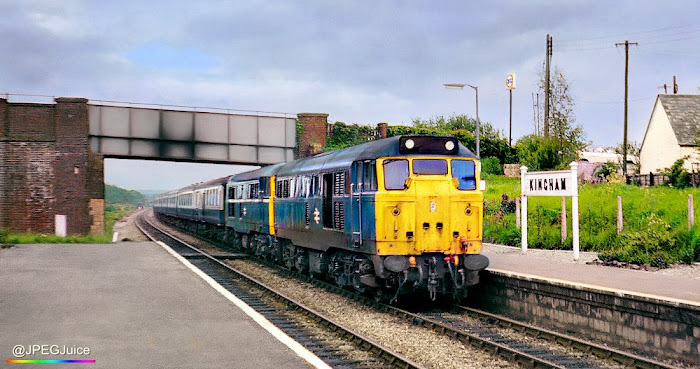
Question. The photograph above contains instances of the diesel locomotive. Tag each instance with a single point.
(401, 215)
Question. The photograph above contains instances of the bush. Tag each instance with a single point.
(678, 177)
(647, 246)
(491, 165)
(606, 170)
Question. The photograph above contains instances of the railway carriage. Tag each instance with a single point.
(392, 216)
(185, 203)
(209, 200)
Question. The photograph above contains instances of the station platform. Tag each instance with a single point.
(558, 265)
(133, 305)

• [WHAT IS BEING ASKED]: Set down no line except those from the one with "Question. The photograph above contains instances of the station" to the last line of the data, inclusive, each exactly as written.

• [RESULT]:
Question. The photograph above contains instances of the station platform. Tag each instance with a single point.
(558, 265)
(133, 305)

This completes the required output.